Task prompt -
Put the lines of the entries below, from the line with "Each instance of the white fence" to the line with "pixel 203 221", into a Markdown table with the columns Row and Line. Leave out any blank lines.

+++ Dataset entries +++

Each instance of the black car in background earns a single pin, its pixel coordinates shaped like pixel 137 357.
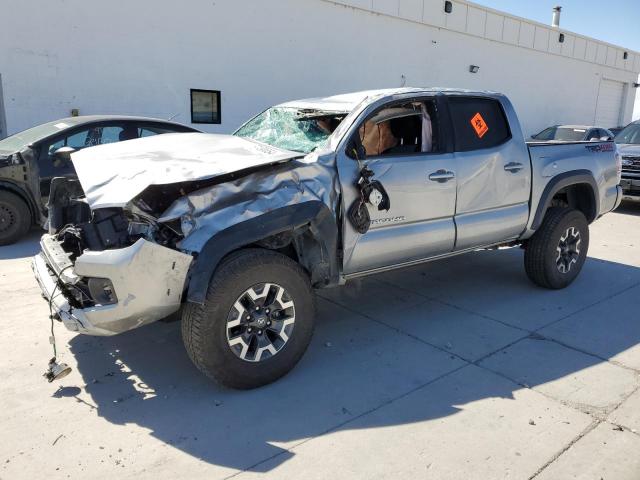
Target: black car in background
pixel 29 160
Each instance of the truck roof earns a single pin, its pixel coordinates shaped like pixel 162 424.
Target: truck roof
pixel 348 101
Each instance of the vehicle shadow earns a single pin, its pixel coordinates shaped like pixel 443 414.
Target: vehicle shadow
pixel 353 365
pixel 629 208
pixel 25 247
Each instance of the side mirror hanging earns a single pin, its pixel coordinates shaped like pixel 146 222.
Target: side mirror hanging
pixel 62 156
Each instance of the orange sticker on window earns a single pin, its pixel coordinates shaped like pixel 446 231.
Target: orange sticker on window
pixel 479 125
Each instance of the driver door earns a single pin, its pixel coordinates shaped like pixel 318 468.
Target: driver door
pixel 420 180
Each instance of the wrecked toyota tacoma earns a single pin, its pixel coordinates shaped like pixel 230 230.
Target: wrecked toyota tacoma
pixel 235 231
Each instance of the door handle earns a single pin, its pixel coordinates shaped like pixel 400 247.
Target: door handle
pixel 442 176
pixel 513 167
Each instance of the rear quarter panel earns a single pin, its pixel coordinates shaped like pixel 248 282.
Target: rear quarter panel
pixel 548 161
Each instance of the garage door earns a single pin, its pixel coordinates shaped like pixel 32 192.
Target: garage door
pixel 3 123
pixel 610 101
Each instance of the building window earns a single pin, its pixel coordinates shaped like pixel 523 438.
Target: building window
pixel 205 106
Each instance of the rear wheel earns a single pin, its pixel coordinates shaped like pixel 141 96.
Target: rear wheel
pixel 554 256
pixel 15 218
pixel 256 322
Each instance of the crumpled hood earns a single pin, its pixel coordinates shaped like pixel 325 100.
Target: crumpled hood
pixel 629 149
pixel 114 174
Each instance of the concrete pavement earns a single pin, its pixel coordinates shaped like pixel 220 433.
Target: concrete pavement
pixel 457 369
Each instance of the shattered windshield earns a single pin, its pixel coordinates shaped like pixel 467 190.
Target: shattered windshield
pixel 629 135
pixel 300 130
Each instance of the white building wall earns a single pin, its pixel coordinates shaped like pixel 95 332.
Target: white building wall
pixel 143 57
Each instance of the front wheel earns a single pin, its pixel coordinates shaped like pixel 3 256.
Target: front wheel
pixel 15 218
pixel 555 254
pixel 256 322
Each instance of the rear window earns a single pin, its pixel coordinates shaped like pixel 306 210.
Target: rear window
pixel 478 123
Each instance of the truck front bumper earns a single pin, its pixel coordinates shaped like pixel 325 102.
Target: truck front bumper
pixel 148 281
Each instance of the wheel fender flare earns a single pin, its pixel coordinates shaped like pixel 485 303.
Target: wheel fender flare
pixel 314 213
pixel 559 182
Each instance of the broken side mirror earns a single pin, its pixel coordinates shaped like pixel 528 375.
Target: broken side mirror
pixel 355 149
pixel 62 156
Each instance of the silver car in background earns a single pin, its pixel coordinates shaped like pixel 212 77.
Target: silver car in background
pixel 573 133
pixel 628 141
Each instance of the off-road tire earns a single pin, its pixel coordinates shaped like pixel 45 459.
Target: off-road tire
pixel 541 251
pixel 15 218
pixel 204 327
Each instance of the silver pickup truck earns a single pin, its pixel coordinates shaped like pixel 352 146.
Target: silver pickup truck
pixel 235 231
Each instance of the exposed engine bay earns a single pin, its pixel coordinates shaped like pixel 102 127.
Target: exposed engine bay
pixel 78 228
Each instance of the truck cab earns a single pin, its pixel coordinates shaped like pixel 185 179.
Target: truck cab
pixel 236 231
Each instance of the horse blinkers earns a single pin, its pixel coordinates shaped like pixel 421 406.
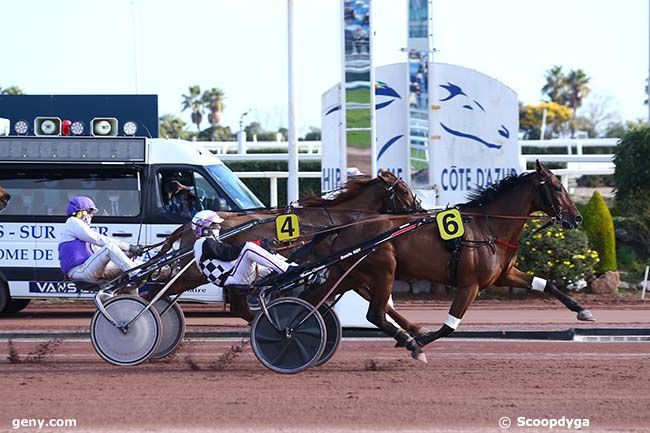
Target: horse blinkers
pixel 566 219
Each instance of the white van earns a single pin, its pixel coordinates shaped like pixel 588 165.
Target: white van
pixel 131 180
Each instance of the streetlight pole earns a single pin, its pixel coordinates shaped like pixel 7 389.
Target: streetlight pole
pixel 292 181
pixel 241 136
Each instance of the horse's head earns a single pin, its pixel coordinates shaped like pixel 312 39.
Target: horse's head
pixel 4 198
pixel 399 198
pixel 553 199
pixel 470 113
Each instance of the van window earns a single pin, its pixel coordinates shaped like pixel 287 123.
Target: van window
pixel 234 187
pixel 185 192
pixel 41 191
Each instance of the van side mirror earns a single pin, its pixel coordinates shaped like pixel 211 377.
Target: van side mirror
pixel 221 204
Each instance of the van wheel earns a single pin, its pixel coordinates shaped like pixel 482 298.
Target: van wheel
pixel 4 295
pixel 16 305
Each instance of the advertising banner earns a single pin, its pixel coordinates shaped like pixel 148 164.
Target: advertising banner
pixel 474 124
pixel 391 92
pixel 330 137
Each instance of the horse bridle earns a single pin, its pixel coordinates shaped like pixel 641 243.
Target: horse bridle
pixel 547 199
pixel 395 200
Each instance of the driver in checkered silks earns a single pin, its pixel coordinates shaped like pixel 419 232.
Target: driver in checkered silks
pixel 225 264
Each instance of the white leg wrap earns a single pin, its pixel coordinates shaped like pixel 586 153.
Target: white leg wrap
pixel 452 322
pixel 538 284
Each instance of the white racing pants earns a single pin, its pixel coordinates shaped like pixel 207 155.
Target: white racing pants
pixel 105 264
pixel 244 271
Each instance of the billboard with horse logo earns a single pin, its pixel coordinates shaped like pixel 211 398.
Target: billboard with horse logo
pixel 473 138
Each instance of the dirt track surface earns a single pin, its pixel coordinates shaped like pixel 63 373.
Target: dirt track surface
pixel 368 386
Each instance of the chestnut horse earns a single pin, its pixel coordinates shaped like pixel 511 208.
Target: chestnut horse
pixel 495 219
pixel 4 198
pixel 360 199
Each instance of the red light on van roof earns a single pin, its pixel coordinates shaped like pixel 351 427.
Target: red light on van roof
pixel 65 127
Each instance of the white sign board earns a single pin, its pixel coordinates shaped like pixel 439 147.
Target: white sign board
pixel 391 105
pixel 473 122
pixel 330 139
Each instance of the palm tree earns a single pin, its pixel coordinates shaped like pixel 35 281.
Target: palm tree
pixel 213 99
pixel 556 85
pixel 193 101
pixel 577 90
pixel 172 126
pixel 11 90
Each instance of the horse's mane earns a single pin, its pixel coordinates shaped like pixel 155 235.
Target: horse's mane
pixel 486 195
pixel 352 188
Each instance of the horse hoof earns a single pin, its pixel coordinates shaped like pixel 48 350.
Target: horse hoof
pixel 420 356
pixel 586 316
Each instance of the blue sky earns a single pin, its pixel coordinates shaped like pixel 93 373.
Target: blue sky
pixel 87 46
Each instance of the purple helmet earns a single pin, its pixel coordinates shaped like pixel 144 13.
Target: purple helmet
pixel 204 220
pixel 80 203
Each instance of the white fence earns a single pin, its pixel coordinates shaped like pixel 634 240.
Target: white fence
pixel 578 163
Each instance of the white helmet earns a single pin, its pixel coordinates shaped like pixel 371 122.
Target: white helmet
pixel 203 221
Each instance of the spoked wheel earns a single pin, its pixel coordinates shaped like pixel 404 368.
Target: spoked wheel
pixel 173 327
pixel 132 346
pixel 283 344
pixel 334 334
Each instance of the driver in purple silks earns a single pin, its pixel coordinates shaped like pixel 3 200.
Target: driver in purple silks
pixel 86 255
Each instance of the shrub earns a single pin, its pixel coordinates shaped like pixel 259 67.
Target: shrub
pixel 562 256
pixel 632 173
pixel 599 226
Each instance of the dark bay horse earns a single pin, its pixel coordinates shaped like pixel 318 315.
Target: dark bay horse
pixel 496 219
pixel 360 199
pixel 4 198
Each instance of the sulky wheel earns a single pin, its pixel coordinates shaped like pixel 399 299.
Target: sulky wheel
pixel 283 345
pixel 133 346
pixel 334 334
pixel 173 327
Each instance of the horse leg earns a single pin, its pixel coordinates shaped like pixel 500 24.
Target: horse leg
pixel 412 329
pixel 377 316
pixel 464 297
pixel 515 278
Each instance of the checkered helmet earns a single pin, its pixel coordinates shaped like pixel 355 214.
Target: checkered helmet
pixel 204 220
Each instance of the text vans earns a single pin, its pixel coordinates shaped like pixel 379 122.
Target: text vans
pixel 143 188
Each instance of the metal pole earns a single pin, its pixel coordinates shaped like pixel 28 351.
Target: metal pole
pixel 292 148
pixel 373 111
pixel 136 51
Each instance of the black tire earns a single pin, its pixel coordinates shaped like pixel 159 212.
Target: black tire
pixel 173 328
pixel 16 305
pixel 133 347
pixel 334 334
pixel 287 351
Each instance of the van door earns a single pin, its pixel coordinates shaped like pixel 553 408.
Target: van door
pixel 176 194
pixel 117 195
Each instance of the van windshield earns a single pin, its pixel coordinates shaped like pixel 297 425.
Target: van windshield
pixel 234 187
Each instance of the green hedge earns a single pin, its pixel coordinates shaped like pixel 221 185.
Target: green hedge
pixel 599 226
pixel 260 187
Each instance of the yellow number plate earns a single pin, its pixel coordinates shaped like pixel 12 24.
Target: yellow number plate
pixel 450 224
pixel 287 227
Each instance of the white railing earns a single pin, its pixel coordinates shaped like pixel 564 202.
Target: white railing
pixel 578 163
pixel 273 176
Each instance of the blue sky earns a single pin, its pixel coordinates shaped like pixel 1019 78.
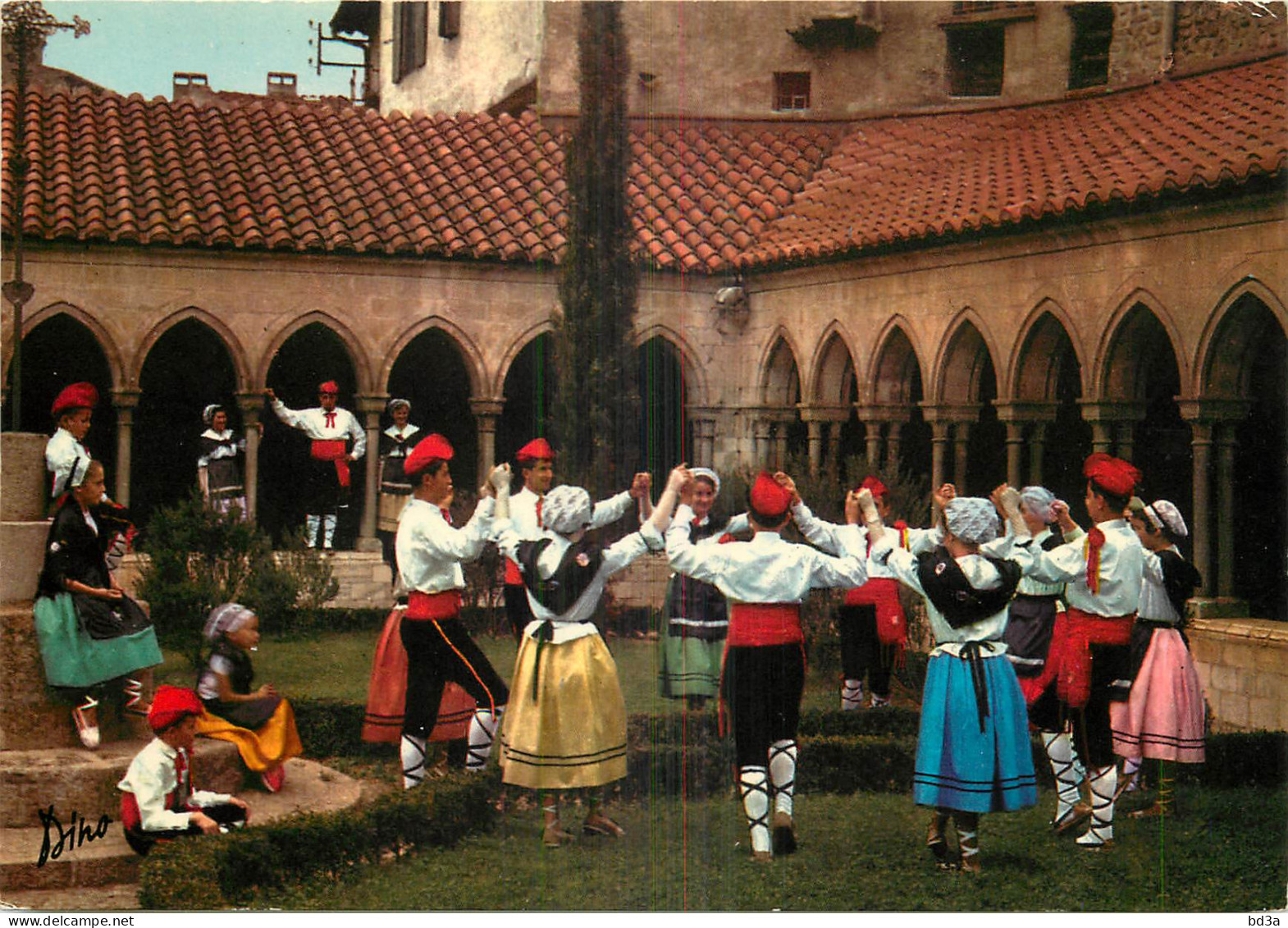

+++

The response -
| Row | Line |
|---|---|
| 1 | Each instance of the white fence earns a single pin, its pixel coordinates shaped like pixel 634 240. |
| 2 | Target: white fence |
| 3 | pixel 578 163 |
| 4 | Each instance of the white helmet earns a single pin, its pixel coordinates shaped like pixel 371 122. |
| 5 | Target: white helmet |
| 6 | pixel 203 221 |